**Aim of the exercise:**
Word for word, restate the line containing "Annotation task: put one keypoint on every instance of the black" and all the lines that come after it in the entries below. Include nothing from before it.

Region pointing data:
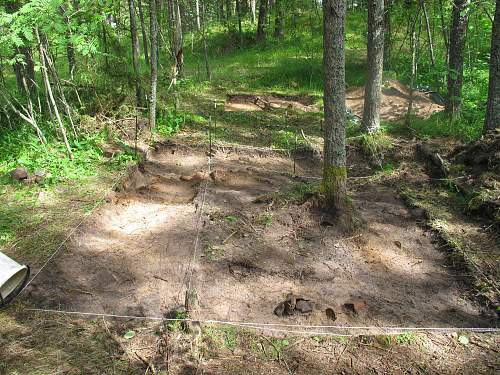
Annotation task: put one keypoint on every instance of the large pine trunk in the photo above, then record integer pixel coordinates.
(371, 112)
(334, 169)
(261, 25)
(492, 119)
(153, 26)
(460, 17)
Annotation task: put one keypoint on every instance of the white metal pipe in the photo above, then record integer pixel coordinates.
(12, 277)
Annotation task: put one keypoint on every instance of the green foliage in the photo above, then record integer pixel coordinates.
(176, 325)
(267, 219)
(20, 147)
(169, 122)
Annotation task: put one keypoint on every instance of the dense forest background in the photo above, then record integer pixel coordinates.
(63, 62)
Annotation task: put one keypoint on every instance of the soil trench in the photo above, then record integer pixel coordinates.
(132, 258)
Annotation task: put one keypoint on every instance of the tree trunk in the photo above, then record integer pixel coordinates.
(197, 9)
(334, 184)
(444, 32)
(240, 29)
(143, 29)
(387, 31)
(371, 112)
(48, 87)
(261, 26)
(279, 21)
(414, 41)
(205, 46)
(492, 120)
(178, 39)
(153, 26)
(460, 17)
(253, 7)
(135, 52)
(429, 34)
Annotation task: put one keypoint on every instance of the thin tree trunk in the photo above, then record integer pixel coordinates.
(334, 184)
(460, 17)
(205, 46)
(240, 29)
(387, 31)
(444, 32)
(279, 21)
(261, 26)
(253, 7)
(154, 63)
(429, 34)
(371, 111)
(143, 30)
(178, 40)
(135, 52)
(492, 120)
(414, 41)
(197, 9)
(46, 80)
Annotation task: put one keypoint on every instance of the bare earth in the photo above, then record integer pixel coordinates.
(133, 256)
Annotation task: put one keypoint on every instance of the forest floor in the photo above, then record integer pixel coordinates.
(242, 228)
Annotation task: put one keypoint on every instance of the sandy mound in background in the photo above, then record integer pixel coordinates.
(395, 97)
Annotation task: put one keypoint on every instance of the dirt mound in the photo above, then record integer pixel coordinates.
(482, 155)
(395, 98)
(259, 102)
(479, 164)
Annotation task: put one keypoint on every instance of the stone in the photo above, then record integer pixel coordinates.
(19, 174)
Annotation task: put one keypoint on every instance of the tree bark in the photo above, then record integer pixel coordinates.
(371, 111)
(429, 34)
(135, 52)
(261, 26)
(492, 120)
(334, 184)
(48, 87)
(143, 29)
(240, 28)
(205, 46)
(460, 17)
(197, 10)
(153, 26)
(253, 7)
(279, 21)
(387, 31)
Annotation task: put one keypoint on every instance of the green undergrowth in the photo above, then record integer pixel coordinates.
(471, 247)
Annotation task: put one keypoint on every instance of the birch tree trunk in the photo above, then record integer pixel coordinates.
(135, 52)
(153, 26)
(205, 46)
(253, 7)
(261, 26)
(143, 29)
(48, 87)
(460, 18)
(429, 33)
(334, 184)
(492, 120)
(371, 111)
(197, 10)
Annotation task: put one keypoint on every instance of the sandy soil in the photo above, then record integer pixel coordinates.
(133, 256)
(394, 104)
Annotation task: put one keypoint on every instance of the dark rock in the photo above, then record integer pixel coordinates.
(331, 314)
(19, 174)
(39, 176)
(303, 306)
(293, 305)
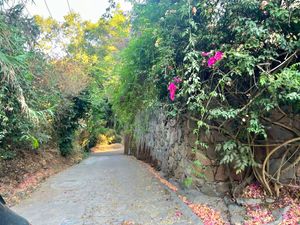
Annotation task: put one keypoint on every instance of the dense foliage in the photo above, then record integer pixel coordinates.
(225, 64)
(53, 77)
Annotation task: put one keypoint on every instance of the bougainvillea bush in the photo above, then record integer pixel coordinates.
(237, 62)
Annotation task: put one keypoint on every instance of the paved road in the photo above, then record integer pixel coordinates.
(106, 188)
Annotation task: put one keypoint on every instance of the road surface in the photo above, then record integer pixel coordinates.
(106, 188)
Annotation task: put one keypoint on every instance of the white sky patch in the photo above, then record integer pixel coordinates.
(88, 9)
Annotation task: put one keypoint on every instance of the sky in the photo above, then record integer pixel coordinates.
(88, 9)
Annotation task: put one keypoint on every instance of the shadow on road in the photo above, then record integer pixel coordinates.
(107, 150)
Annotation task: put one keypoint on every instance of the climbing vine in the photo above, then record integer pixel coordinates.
(223, 64)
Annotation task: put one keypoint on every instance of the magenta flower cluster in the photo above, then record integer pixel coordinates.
(172, 87)
(212, 60)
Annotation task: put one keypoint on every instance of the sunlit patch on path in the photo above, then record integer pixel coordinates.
(106, 188)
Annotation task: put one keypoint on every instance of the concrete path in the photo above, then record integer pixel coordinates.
(107, 188)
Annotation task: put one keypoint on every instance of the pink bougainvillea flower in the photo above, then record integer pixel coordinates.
(204, 54)
(177, 80)
(172, 89)
(211, 61)
(219, 55)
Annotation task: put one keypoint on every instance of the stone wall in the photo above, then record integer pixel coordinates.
(168, 145)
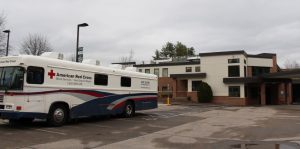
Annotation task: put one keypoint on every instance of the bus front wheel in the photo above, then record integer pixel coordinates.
(129, 109)
(58, 115)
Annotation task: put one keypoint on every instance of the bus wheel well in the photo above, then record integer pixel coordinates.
(66, 105)
(131, 101)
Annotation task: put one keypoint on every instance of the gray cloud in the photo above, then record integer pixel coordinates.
(117, 26)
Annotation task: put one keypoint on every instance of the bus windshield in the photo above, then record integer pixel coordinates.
(11, 78)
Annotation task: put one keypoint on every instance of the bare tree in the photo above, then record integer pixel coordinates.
(288, 64)
(72, 58)
(2, 36)
(127, 59)
(35, 45)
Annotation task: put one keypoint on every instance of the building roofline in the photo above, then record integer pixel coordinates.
(125, 63)
(261, 55)
(167, 64)
(188, 75)
(223, 53)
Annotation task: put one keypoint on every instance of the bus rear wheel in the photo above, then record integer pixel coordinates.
(129, 109)
(57, 116)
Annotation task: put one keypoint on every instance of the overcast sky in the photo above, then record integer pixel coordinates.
(118, 26)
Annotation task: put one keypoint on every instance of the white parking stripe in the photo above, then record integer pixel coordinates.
(54, 132)
(101, 126)
(130, 120)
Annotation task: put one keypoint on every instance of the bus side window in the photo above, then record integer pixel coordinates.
(35, 75)
(125, 82)
(101, 79)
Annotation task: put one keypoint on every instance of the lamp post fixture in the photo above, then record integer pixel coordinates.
(7, 44)
(77, 43)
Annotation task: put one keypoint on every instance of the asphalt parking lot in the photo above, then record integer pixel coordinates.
(177, 126)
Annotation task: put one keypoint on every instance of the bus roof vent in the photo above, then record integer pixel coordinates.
(55, 55)
(92, 62)
(115, 66)
(130, 68)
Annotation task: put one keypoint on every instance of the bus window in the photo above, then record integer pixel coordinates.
(101, 79)
(125, 82)
(35, 75)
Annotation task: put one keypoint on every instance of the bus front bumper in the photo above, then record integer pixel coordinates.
(17, 115)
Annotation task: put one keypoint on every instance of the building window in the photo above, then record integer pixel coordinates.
(235, 60)
(125, 81)
(197, 69)
(188, 69)
(35, 75)
(260, 70)
(234, 91)
(156, 71)
(233, 71)
(195, 85)
(165, 72)
(100, 79)
(147, 70)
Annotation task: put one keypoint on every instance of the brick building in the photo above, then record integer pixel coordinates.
(236, 78)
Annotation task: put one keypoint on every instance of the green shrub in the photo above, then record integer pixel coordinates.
(204, 93)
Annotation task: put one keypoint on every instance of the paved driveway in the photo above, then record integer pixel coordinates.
(201, 126)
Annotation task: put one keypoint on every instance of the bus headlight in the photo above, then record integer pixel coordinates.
(8, 107)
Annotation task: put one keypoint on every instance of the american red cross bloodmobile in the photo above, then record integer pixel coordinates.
(57, 90)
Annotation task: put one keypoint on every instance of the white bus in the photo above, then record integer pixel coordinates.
(57, 90)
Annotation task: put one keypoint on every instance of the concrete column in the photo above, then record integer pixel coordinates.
(289, 93)
(174, 88)
(263, 94)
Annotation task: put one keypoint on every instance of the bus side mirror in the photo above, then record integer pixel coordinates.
(29, 76)
(23, 69)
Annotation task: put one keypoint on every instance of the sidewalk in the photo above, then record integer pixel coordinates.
(191, 103)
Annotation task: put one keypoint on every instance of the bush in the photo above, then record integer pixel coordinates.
(204, 93)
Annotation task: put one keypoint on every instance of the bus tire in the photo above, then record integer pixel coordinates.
(58, 115)
(129, 109)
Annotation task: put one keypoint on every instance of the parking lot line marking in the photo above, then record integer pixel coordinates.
(101, 126)
(130, 120)
(54, 132)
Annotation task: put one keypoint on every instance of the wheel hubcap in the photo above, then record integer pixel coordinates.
(129, 109)
(58, 115)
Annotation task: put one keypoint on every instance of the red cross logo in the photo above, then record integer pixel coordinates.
(51, 74)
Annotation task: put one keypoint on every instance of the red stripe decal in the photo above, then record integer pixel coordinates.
(95, 94)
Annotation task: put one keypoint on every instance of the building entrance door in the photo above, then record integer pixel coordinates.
(271, 94)
(296, 93)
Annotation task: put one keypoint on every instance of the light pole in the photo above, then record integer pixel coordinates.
(7, 44)
(77, 43)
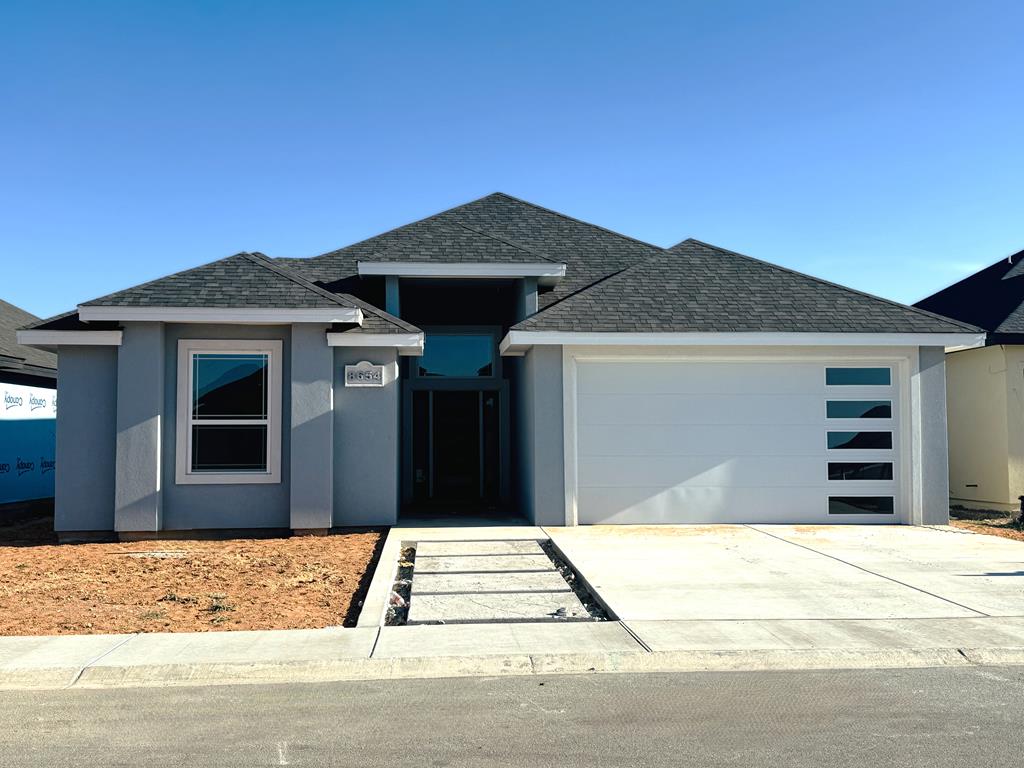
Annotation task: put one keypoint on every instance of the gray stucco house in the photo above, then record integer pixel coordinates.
(497, 356)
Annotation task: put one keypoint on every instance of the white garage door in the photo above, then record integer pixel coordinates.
(674, 441)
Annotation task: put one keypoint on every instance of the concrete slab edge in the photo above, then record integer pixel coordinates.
(376, 602)
(498, 666)
(598, 598)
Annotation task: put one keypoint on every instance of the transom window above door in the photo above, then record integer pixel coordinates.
(457, 355)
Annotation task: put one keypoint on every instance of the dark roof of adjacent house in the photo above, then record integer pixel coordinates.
(991, 299)
(695, 287)
(13, 355)
(245, 280)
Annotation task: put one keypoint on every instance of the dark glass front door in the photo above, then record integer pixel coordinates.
(456, 456)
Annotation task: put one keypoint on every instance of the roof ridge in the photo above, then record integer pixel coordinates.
(422, 220)
(382, 313)
(507, 242)
(572, 219)
(265, 261)
(933, 315)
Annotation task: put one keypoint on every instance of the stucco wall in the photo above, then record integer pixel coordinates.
(87, 380)
(977, 414)
(1014, 377)
(542, 457)
(366, 442)
(232, 506)
(931, 425)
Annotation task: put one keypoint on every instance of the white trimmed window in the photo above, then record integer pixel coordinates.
(228, 414)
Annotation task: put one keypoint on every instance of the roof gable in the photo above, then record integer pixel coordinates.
(695, 287)
(11, 318)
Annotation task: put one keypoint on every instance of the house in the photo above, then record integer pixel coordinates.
(499, 356)
(28, 381)
(985, 387)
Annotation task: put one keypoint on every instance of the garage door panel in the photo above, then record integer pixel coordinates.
(663, 441)
(701, 378)
(750, 471)
(689, 505)
(707, 409)
(696, 439)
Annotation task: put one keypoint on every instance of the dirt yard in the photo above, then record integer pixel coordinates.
(994, 523)
(179, 586)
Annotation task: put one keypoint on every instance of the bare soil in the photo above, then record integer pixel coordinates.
(991, 522)
(180, 586)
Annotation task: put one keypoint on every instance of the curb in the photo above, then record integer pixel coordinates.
(102, 677)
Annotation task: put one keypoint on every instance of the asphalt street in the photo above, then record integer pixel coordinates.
(969, 717)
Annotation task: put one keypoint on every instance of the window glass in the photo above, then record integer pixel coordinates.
(228, 448)
(860, 505)
(861, 377)
(860, 470)
(229, 386)
(464, 355)
(859, 440)
(859, 409)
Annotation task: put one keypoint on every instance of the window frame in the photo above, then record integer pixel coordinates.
(183, 473)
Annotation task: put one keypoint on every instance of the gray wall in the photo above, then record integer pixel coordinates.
(87, 381)
(931, 439)
(542, 458)
(137, 497)
(367, 457)
(235, 506)
(312, 428)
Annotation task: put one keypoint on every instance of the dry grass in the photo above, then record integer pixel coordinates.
(179, 586)
(991, 522)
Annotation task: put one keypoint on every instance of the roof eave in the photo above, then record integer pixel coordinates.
(517, 342)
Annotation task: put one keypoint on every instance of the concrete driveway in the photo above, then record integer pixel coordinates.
(798, 586)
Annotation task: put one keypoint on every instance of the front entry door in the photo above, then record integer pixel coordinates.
(456, 437)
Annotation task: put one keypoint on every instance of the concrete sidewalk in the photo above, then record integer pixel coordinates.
(460, 650)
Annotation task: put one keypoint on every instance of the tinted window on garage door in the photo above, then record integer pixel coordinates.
(858, 377)
(859, 409)
(860, 505)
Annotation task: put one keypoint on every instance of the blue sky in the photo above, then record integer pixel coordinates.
(879, 144)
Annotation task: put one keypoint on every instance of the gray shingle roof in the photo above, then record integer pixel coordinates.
(376, 321)
(590, 252)
(245, 280)
(694, 287)
(11, 318)
(991, 299)
(456, 243)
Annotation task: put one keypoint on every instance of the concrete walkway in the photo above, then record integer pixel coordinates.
(686, 599)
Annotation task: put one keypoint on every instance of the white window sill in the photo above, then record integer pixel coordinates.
(226, 478)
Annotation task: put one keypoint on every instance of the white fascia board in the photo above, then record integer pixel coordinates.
(516, 342)
(221, 314)
(546, 272)
(69, 338)
(408, 344)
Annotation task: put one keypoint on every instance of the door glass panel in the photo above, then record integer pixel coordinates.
(859, 409)
(860, 470)
(463, 355)
(860, 440)
(457, 445)
(860, 505)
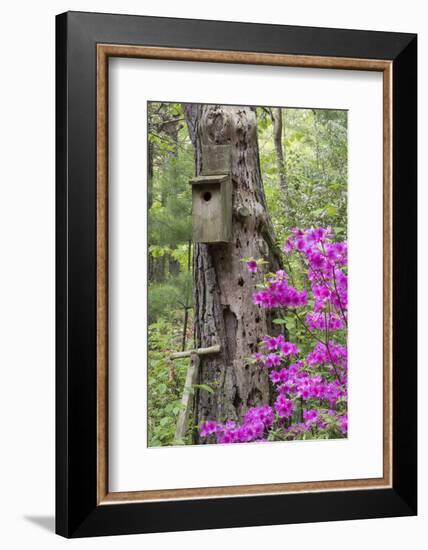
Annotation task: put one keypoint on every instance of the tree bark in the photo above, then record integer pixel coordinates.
(222, 286)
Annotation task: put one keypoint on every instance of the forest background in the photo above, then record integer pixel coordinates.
(303, 161)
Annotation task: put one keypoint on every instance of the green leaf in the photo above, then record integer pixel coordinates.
(331, 210)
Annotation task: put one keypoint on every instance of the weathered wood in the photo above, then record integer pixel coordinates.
(199, 351)
(212, 197)
(223, 288)
(187, 399)
(216, 159)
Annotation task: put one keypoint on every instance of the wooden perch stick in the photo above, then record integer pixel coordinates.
(199, 351)
(187, 399)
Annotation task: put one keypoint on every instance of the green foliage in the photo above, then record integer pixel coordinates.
(165, 382)
(314, 145)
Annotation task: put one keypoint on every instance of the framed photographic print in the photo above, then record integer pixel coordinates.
(236, 274)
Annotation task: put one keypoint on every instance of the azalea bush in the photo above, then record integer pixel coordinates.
(310, 375)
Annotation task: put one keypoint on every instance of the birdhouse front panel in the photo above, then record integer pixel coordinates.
(212, 208)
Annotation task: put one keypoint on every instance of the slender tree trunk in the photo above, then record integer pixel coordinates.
(277, 138)
(223, 288)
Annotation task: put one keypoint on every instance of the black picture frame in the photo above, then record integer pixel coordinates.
(77, 511)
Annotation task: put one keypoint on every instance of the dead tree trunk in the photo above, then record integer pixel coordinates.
(223, 288)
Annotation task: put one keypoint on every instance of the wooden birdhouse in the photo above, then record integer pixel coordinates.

**Solved problem:**
Annotation task: put one keypoint on every instance of the black picture frame in the photo above, then record integer pixel coordinates.
(77, 511)
Annotation task: put one keypoint on every instance of the dead tree trunk in the photo above, then record integer pixel coordinates.
(223, 288)
Annotation task: put one keypoint on every instance of the wooden birdhouse in the photo above, then record integer pixel coordinates.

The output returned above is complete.